===== Trecho para leitura
Essa mesma sabedoria tem sido identificada, na vida de
irmãos humildes, ao longo da História da Igreja. Há casos em que pessoas de
pouca instrução formal, usadas por Deus, transmitem mensagens de profundo
significado e conteúdo espiritual, que provocam admiração nos que o ouvem. Em
Natal, décadas atrás, o folclorista Luís da Câmara Cascudo, um dos ícones da
literatura nacional, estava num culto, na Assembleia de Deus. Foi dada
oportunidade a um crente muito humilde, que, cheio do Espírito Santo, entregou
a mensagem na unção de Deus. O ilustre visitante não se conteve, e exclamou:
“Esse homem prega e mostra o céu por dentro!”.
Na vida da igreja local, há casos interessantes, do
exercício da sabedoria divina, pois Deus é o mesmo. Um novo convertido, homem
do campo, recebeu a visita de um neto, que era formado em Medicina, em
faculdade famosa. Sabendo que o avô houvera aceitado a Cristo, passou a
criticá-lo com arrogância, dizendo que, em seus estudos houvera aprendido
muitas coisas, inclusive que Deus não existe, que o homem proveio de um macaco,
e, depois de desfilar outras informações do que aprendera, perguntou ao velho
crente: “E, nessa crença, o que o senhor aprendeu?”. O novo convertido, que nem
sequer tivera tempo de conhecer bem a Bíblia, respondeu ao neto ateu: “Eu
aprendi a dizer: para trás de mim, Satanás!”. O materialista despediu-se,
dizendo que não adiantava lutar “contra esses crentes...”.
==========
===== Dados extraídos
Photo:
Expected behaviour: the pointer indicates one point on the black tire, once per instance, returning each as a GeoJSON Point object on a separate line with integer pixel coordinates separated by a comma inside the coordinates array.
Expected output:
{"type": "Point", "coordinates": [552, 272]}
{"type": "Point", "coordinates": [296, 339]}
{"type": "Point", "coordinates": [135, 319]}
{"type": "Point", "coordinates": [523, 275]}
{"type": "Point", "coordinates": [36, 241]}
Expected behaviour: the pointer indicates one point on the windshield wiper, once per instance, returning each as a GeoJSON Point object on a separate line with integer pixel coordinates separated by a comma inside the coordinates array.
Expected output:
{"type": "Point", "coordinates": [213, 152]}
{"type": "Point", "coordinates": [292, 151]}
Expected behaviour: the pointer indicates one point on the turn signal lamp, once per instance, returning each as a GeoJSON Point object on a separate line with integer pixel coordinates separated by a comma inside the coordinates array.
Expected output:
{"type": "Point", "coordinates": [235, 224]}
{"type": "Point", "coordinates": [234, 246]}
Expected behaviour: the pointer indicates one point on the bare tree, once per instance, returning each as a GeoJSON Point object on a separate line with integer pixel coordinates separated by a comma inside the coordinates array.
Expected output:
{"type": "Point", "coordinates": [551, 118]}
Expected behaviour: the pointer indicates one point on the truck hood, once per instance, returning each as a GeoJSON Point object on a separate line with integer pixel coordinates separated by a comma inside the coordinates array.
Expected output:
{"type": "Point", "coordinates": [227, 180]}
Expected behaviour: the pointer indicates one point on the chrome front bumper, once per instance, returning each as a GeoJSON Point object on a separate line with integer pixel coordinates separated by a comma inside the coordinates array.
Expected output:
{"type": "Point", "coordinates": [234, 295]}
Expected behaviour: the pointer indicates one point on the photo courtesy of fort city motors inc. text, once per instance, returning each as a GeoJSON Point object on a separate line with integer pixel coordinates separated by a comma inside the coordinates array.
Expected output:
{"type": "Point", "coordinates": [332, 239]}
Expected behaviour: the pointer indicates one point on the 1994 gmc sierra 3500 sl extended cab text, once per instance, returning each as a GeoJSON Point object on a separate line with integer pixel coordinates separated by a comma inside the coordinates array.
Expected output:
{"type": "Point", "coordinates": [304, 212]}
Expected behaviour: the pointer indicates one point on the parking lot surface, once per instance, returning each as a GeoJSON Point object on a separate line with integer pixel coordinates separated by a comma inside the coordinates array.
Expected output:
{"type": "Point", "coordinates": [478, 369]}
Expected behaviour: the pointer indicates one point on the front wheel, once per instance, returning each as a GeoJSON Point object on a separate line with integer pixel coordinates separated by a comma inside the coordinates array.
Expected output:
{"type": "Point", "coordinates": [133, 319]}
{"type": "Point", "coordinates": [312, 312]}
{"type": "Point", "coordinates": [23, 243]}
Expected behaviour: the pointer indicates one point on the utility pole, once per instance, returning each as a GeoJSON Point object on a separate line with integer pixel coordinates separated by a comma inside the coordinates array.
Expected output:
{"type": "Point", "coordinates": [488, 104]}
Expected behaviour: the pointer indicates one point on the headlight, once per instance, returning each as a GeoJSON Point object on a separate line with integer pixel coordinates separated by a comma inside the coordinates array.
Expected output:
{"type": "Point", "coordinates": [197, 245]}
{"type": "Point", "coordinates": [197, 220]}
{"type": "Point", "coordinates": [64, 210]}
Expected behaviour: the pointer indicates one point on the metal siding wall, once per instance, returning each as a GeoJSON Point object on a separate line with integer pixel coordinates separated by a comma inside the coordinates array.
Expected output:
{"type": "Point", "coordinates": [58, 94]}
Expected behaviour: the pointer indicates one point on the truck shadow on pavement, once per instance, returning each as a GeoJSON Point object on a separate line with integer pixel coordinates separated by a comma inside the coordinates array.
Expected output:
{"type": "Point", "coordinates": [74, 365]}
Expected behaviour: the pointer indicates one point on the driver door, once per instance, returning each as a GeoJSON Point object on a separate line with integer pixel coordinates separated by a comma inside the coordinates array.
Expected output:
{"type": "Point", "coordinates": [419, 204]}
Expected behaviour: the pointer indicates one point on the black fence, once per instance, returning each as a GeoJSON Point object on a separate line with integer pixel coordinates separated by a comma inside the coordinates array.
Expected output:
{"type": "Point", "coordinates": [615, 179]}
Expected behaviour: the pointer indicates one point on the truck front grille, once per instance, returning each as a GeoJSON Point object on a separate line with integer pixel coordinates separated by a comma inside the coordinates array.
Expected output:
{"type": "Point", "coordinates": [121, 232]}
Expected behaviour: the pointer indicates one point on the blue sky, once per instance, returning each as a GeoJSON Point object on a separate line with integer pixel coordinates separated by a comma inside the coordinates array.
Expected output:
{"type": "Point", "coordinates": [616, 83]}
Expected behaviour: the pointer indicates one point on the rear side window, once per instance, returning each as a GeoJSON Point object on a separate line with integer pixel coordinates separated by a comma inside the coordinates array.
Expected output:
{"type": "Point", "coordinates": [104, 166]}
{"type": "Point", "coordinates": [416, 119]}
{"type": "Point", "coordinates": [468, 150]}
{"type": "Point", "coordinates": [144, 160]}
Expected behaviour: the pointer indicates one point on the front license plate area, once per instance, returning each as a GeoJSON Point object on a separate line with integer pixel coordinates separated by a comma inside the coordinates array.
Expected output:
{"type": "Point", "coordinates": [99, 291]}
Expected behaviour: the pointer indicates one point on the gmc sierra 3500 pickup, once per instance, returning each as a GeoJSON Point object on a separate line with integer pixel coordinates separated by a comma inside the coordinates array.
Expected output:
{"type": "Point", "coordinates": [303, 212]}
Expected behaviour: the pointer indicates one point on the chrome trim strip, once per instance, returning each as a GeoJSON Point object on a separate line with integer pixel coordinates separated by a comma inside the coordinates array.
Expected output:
==========
===== Dados extraídos
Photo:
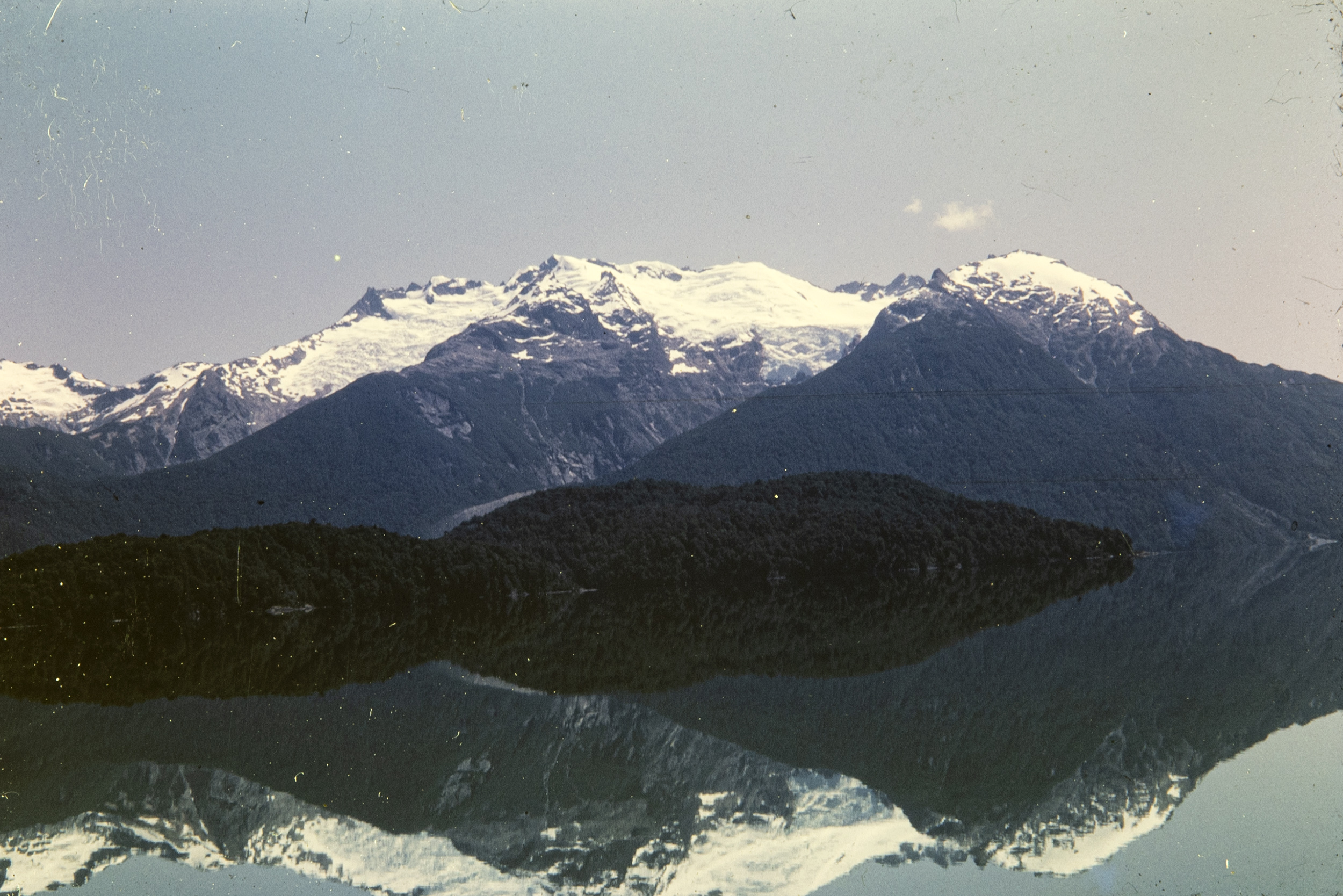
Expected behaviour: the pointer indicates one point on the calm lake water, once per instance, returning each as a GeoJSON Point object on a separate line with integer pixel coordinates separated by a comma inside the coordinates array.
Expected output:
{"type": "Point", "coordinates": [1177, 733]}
==========
▶ Experimente: Escreva a continuação do trecho sobre a sabedoria de crentes humildes, começando logo após a última frase apresentada. A listagem não tem nenhuma relação com o trecho sobre a sabedoria de crentes humildes.

▶ Resultado abaixo:
É interessante que anotemos que o dom da palavra da
sabedoria não faz do seu portador uma pessoa mais sábia do que as outras. Diz
Horton: “O Espírito não torna a pessoa sábia por meio deste dom, nem significa
que a pessoa mais tarde não possa cometer erros (cf. o exemplo do rei Salomão
que, no fim da vida, não só errou, mas pecou)”.2
II - PALAVRA DO CONHECIMENTO (1 CO 12.8)
É manifestação da ciência ou do conhecimento de Deus,
concedido ao homem salvo. Pode ser dado por sonho, por visão, por revelação
especial, operando na esfera humana, no seio da igreja; sendo um conhecimento
sobrenatural propiciado por Deus. Podemos dizer que a palavra da sabedoria é a
aplicação da “ciência” de Deus, na vida prática pessoal ou da igreja. Escrevendo
aos coríntios, sobre as “armas de nossa milícia”, Paulo diz que essas “armas”
destroem “...os conselhos e toda altivez que se levanta contra o conhecimento
de Deus, e levando cativo todo entendimento à obediência de Cristo” (2 Co 10.5
— grifo nosso). Paulo fala de “todos os mistérios e toda a ciência” (1 Co
13.2), que só têm valor se for sob a graça do amor de Deus. Através desse dom,
o crente penetra nas profundezas do conhecimento de Deus (cf. Ef 1.17-19).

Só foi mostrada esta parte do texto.